All entries must be extracted exactly, with nothing added or dropped.

**Excerpt from a dataset:**
[start]
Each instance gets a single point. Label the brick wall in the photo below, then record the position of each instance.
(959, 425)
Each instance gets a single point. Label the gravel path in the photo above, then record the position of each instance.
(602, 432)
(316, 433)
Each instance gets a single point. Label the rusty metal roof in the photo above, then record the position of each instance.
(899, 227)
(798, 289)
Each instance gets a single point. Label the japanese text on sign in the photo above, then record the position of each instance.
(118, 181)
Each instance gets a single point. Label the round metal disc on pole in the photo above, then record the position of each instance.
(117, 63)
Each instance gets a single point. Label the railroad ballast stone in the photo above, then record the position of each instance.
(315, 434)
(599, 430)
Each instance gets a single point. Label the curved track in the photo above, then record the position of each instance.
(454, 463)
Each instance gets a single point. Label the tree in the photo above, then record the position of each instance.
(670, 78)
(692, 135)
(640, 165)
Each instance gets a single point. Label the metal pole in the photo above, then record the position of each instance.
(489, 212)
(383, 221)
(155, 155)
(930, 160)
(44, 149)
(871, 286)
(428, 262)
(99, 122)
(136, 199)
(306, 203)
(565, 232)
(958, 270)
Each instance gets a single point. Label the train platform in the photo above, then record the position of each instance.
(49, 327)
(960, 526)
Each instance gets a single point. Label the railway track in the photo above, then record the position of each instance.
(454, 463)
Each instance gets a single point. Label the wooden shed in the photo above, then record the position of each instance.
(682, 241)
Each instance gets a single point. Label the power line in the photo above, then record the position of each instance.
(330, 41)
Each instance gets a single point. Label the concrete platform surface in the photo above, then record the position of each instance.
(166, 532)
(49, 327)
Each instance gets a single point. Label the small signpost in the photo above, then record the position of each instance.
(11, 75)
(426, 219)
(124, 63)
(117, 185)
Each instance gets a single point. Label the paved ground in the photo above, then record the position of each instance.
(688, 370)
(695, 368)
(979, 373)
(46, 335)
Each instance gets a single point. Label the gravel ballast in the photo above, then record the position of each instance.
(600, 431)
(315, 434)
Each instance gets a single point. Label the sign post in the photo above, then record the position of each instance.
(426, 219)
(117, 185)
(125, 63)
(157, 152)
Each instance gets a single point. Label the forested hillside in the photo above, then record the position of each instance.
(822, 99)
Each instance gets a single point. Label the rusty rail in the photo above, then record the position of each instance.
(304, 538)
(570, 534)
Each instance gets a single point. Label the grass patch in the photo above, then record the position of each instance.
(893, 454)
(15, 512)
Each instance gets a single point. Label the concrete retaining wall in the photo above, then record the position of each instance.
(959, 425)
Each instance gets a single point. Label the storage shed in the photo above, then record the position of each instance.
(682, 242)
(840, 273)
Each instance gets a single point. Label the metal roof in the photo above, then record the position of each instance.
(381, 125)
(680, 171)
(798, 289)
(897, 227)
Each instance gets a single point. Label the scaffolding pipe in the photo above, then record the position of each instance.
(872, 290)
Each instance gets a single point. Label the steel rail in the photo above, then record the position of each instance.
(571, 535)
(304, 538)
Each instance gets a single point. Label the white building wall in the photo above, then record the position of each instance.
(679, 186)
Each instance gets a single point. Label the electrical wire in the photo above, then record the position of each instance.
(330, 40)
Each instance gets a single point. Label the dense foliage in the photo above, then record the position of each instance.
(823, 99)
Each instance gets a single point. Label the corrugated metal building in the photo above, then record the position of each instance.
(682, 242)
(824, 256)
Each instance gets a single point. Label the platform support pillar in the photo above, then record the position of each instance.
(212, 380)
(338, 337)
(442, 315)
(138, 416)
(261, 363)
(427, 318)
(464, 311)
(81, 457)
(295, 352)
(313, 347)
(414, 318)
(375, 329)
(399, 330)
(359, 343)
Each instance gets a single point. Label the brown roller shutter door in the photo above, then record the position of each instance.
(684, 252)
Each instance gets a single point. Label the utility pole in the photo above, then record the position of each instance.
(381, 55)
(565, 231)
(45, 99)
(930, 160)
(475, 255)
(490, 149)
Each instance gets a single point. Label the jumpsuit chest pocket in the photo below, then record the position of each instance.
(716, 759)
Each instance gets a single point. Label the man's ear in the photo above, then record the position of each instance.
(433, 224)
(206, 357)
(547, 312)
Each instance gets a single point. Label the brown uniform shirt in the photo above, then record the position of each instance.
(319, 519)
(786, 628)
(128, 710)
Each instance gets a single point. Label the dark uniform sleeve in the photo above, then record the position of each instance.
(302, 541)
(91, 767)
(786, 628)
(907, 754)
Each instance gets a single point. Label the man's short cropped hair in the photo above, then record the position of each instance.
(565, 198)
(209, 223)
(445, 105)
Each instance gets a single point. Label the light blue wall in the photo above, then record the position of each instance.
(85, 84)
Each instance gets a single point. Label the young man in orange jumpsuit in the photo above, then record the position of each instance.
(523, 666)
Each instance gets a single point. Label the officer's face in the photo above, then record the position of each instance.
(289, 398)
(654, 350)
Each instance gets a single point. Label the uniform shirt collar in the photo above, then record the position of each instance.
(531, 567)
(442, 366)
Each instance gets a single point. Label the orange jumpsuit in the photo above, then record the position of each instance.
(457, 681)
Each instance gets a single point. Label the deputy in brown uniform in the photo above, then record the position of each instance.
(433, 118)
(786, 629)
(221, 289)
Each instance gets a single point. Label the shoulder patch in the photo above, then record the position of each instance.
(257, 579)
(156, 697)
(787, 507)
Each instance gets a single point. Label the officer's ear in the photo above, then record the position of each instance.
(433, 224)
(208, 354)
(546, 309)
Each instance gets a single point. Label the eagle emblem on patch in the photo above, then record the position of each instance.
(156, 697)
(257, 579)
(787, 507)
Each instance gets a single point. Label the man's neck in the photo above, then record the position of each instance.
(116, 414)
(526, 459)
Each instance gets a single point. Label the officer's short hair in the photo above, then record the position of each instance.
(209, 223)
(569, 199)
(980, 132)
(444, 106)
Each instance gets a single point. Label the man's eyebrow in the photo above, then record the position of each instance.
[end]
**RESPONSE TO THIS EXERCISE:**
Each instance gets a single point. Label the brick wall in the photo below, then record the position of each instance.
(959, 425)
Each instance gets a single point. Label the gravel path in the photo above, then record the position of each instance.
(602, 432)
(316, 433)
Each instance gets a single point. Label the rusty metal roof in the photo above, then record the position of each instance.
(899, 227)
(798, 289)
Each instance gets a single point. Label the japanese text on sign in the photo above, then record the position of each instance.
(118, 181)
Each instance gets a single point. Label the round metal disc on pole in the photo above, then record the position of each instance.
(117, 63)
Each instance gets a single point. Label the railroad ballast stone in the photo above, then record the position of each instance.
(315, 434)
(599, 430)
Each instance gets a single point. Label the curved track in the photo above, then record the position of each instance.
(454, 463)
Each instance gets a single point. Label the tree in the photo above, then record the position of each instance.
(670, 78)
(692, 135)
(640, 165)
Each instance gets a single point. Label the metal pole in the photo above, then record the position of each instance.
(489, 212)
(383, 221)
(155, 155)
(930, 160)
(44, 149)
(871, 286)
(428, 262)
(99, 122)
(136, 199)
(306, 203)
(565, 232)
(958, 270)
Each instance gets a single point. Label the train platform in the photo above, then record the position of each instance.
(49, 327)
(960, 526)
Each instance gets a single point. Label the railway track in the photo above, then record the position of each instance.
(454, 463)
Each instance gets a single point. Label the wooden shed in the photo above, then record the position of each instance.
(682, 241)
Each instance gets a single point. Label the power line in the photo above, then record the position of each instance.
(330, 41)
Each instance gets a single point. Label the concrete platform surface in the photo above, then record the position of each instance.
(166, 532)
(49, 327)
Each instance gets a single point. Label the small signpost in the photo above, then record the position of each instance.
(11, 75)
(426, 219)
(124, 63)
(117, 185)
Each instance gets a single point. Label the paved ground in the photo above, then record the position of each instance.
(688, 370)
(695, 368)
(979, 373)
(46, 335)
Each instance gets a single point. Label the gravel ballast in the photo above, then record the position of each instance.
(600, 431)
(315, 434)
Each instance gets a single point. Label the sign post in the photo above, then record the position of each instance.
(426, 219)
(117, 185)
(125, 63)
(157, 152)
Each instance gets a single point. Label the forested hillside in the photo above, then record the position of each instance.
(822, 99)
Each instance gets a single point. Label the rusty rail in the photo above, then record the position of each instance.
(304, 538)
(570, 534)
Each instance gets a single point. Label the grass patch in the photo above, then record the position of each instance.
(893, 454)
(15, 512)
Each instance gets a single point. Label the concrete retaining wall in the photo above, then record the position of each instance.
(959, 425)
Each instance gets a single point. Label the storage shed in the photo above, then record the position of each instance.
(682, 242)
(840, 273)
Each instance gets a single point. Label the metal roof in the photo above, then record the position of each instance.
(381, 125)
(680, 171)
(798, 289)
(897, 227)
Each instance gets a single point. Label the scaffolding pipe in the photo above, then record the position of each instance.
(872, 290)
Each instance gets a single point. Label the steel rail in the photo above, then record the position of each instance.
(571, 535)
(304, 538)
Each instance gets a single point. Label the white building wall in the photo above, then record the position of each instance.
(679, 186)
Each instance gets a single point. Label the electrical wire in the photo above, then record the position of each instance.
(330, 40)
Each instance gets a single point. Label the dense foliage in the photo above, then record the position of each instance.
(823, 99)
Each instance gets a single point. Label the corrugated metal building in the photo above, then record the position of each instance.
(682, 242)
(824, 256)
Each instance gets a single point. Label the platform support pillar in the photo above, then record the position of each instance.
(212, 380)
(338, 337)
(442, 315)
(138, 416)
(261, 363)
(427, 318)
(464, 311)
(81, 457)
(295, 352)
(313, 347)
(414, 318)
(375, 329)
(399, 330)
(359, 343)
Each instance gets a single point. Label the brown roller shutter door in the photo above, then record the position of each instance.
(684, 252)
Each instance gets a single point. Label the utility pole in the photo above, then record the position of each instance.
(381, 55)
(565, 231)
(45, 99)
(930, 160)
(475, 255)
(490, 149)
Each instance gets a single point. Label the jumpsuit chest pocket in the photo below, then record the position of each instance.
(716, 759)
Each instance gets a single point. Label the man's ear in the photo above, then record the position of each instance.
(433, 224)
(206, 357)
(547, 312)
Each instance gets a single point. Label the brown uniform shirt in the photo above, then record the position of each instance.
(319, 519)
(786, 628)
(128, 710)
Each instance gets a single point. Label the dark uniform sleeve in the photo above, then record the position of each instance.
(302, 541)
(91, 767)
(786, 628)
(907, 754)
Each instance gets a single point. Label the man's short cropped hair in the photo above, then record the position of each instance.
(565, 198)
(209, 223)
(445, 105)
Each instance gets a single point. Label the light blue wall in the photo above, then record the position of each instance.
(85, 84)
Each instance gets a single point. Label the young man in orange jumpsuit in the photo above, then record the position of each instance.
(523, 666)
Each instance gets a single point. Label the officer's face in the photo above, then record the position of each instance.
(289, 398)
(654, 350)
Each instance gets a single point. Label the uniform shirt collar in the photo above, then record the position of each instance.
(531, 567)
(442, 366)
Each instance gets a single point. Label the orange jumpsuit in the photo above, then record the position of each instance.
(457, 681)
Each instance gets a single point. Label the deputy in brown uniform in the photo above, then record the position of each instance.
(433, 118)
(786, 629)
(221, 289)
Each instance gets a single point. Label the shoulder patch in the photo above, then record the position of each instance.
(257, 579)
(156, 697)
(787, 507)
Each instance gets a single point. Label the officer's ear in the photo above, then record the position of each instance.
(433, 224)
(208, 354)
(546, 309)
Each instance gets a single point. Label the eagle emblem on patch in the photo above, then record the position of each instance.
(156, 697)
(257, 579)
(787, 507)
Each instance gets a single point. Label the man's neck in the photo above, then record the position of each instance.
(116, 414)
(526, 459)
Each instance gets a single point. Label the officer's short hair in the photo above, then record the position of each instance.
(209, 223)
(569, 199)
(980, 132)
(444, 106)
Each instance gets a single point. Label the man's eyebrow in the photo above, then record the position of each instance.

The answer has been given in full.